# [EXERCISE]
In the entries below, find the line with "Need: for every instance of the climbing harness, place" and print exactly every line from there up to and including the line with "Target: rock face", with no other lines.

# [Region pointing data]
+ + + + +
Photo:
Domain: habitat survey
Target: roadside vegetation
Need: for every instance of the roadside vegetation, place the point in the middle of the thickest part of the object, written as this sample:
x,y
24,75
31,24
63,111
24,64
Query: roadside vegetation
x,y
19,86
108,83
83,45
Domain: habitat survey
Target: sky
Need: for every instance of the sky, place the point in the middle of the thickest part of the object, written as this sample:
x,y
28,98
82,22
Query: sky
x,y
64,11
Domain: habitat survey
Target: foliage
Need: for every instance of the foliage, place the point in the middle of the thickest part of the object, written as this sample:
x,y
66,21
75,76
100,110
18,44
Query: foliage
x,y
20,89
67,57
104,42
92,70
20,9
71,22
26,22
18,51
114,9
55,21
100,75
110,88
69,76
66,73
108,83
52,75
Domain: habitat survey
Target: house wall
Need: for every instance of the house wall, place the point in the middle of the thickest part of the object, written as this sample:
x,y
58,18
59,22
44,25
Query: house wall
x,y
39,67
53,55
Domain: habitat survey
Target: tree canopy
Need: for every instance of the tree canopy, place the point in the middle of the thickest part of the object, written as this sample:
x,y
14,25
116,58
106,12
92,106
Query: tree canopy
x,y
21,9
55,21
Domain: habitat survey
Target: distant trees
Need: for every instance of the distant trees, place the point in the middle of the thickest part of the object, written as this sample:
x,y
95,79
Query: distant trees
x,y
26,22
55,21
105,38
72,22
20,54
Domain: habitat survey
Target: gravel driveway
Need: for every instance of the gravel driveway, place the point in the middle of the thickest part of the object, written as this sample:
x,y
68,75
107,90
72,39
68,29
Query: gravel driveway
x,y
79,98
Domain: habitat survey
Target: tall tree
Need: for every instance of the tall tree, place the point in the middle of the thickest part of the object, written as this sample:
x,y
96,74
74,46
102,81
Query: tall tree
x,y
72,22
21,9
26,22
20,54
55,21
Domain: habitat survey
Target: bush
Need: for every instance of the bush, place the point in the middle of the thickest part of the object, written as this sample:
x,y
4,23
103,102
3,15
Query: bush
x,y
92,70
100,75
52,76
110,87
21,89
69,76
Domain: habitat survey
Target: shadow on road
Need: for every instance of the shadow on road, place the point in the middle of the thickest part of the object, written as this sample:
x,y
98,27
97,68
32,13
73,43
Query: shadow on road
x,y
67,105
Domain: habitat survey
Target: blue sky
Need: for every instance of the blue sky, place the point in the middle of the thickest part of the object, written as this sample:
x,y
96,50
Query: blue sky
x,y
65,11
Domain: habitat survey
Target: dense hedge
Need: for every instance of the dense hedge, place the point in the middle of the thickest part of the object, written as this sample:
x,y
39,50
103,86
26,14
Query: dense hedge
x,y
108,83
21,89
+ + + + +
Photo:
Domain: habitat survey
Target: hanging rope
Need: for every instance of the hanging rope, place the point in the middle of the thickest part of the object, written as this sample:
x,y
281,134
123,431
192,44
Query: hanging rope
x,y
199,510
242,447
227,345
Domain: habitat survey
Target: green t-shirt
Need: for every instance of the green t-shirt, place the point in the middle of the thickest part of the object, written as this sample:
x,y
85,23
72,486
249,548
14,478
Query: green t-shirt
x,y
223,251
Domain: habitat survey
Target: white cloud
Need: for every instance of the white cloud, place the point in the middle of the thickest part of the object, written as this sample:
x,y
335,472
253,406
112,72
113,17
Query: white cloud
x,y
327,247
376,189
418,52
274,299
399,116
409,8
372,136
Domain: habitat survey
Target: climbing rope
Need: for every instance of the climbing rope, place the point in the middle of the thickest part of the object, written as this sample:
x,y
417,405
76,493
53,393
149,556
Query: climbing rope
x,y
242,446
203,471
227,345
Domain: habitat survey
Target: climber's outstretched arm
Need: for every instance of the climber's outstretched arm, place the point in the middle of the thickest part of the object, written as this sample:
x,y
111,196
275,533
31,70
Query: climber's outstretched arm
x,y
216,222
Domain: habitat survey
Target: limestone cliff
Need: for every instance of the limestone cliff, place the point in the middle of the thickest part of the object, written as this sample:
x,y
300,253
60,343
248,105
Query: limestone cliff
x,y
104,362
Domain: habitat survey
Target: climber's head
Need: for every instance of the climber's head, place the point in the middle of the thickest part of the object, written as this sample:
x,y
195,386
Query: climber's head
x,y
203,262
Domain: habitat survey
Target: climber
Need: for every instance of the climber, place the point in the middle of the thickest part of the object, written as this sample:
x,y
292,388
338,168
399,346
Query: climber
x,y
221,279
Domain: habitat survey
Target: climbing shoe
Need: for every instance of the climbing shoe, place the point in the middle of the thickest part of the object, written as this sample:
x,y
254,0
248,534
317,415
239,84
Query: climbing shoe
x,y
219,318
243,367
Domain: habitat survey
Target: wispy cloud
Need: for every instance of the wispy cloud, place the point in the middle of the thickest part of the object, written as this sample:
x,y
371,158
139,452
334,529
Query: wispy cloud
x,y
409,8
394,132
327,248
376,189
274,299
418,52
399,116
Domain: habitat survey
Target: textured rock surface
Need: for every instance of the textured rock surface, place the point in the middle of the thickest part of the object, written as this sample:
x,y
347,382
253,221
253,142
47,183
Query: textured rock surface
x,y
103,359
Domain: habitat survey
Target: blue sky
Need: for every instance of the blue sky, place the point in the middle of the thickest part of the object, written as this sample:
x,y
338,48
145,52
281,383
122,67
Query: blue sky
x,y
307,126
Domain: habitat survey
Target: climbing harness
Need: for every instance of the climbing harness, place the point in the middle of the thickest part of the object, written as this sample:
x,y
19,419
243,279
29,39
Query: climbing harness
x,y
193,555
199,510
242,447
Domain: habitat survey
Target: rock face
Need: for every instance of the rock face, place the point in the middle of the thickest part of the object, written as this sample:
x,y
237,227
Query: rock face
+ + + + +
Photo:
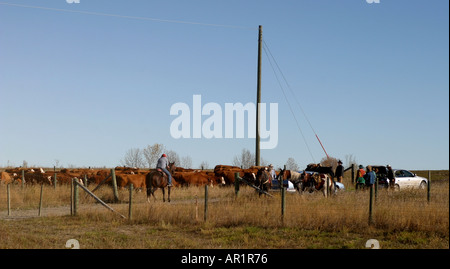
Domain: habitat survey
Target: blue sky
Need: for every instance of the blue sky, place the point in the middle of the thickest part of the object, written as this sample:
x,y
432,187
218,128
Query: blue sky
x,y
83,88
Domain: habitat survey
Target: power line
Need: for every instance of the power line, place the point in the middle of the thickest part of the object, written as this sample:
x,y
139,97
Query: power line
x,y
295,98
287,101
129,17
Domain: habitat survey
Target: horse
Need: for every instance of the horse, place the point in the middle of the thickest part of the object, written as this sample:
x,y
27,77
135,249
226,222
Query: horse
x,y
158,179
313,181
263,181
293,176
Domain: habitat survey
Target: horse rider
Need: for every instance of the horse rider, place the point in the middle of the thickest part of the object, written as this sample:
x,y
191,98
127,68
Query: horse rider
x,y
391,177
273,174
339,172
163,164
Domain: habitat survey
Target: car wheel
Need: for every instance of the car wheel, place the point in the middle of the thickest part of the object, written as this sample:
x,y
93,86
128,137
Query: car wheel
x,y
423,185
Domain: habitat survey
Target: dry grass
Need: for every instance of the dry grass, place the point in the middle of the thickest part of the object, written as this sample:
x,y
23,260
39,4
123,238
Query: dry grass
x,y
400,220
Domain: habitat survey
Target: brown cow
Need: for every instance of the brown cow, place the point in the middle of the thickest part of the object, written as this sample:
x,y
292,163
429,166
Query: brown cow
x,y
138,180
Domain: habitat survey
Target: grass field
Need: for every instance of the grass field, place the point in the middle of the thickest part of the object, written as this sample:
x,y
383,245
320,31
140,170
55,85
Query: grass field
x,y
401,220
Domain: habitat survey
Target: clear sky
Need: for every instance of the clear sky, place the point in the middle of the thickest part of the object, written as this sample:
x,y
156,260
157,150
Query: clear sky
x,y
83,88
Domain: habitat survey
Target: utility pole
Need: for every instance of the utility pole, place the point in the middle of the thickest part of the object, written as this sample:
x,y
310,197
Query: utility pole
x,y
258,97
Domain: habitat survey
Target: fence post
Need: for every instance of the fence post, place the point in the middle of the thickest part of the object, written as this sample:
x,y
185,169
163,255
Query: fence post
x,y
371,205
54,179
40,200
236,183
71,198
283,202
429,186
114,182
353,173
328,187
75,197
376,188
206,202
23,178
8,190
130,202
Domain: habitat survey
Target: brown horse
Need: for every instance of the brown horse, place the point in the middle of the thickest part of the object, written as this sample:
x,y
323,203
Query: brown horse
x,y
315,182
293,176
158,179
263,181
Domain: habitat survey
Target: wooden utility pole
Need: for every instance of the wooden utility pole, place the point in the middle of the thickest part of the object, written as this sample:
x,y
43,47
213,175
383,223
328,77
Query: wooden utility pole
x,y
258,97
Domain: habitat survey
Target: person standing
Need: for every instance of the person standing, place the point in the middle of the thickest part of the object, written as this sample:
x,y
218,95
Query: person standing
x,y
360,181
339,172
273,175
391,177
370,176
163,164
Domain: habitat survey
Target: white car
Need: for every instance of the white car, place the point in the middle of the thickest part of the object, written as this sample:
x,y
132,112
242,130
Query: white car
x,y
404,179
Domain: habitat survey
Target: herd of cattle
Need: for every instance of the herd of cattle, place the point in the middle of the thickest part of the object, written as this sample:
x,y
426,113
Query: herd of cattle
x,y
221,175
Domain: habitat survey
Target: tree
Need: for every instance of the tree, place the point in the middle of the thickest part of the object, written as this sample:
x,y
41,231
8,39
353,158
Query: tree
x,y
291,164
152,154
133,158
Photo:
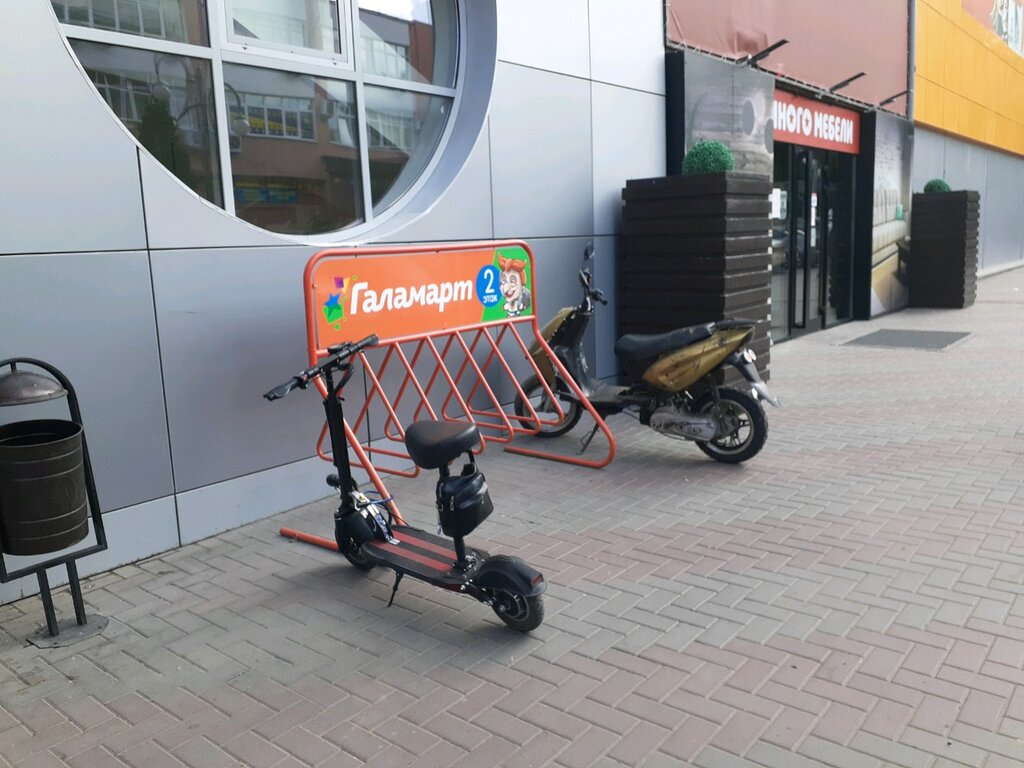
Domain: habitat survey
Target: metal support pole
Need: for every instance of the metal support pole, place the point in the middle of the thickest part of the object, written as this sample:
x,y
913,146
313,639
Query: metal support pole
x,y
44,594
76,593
+ + + + +
# [TASK RESULT]
Need: for every instance of the climbing harness, place the point in the middle of the thickest part of the object, written as this sample:
x,y
19,419
243,279
29,39
Query: climbing harness
x,y
193,555
199,510
242,447
Domain: habitat survey
Target: rock face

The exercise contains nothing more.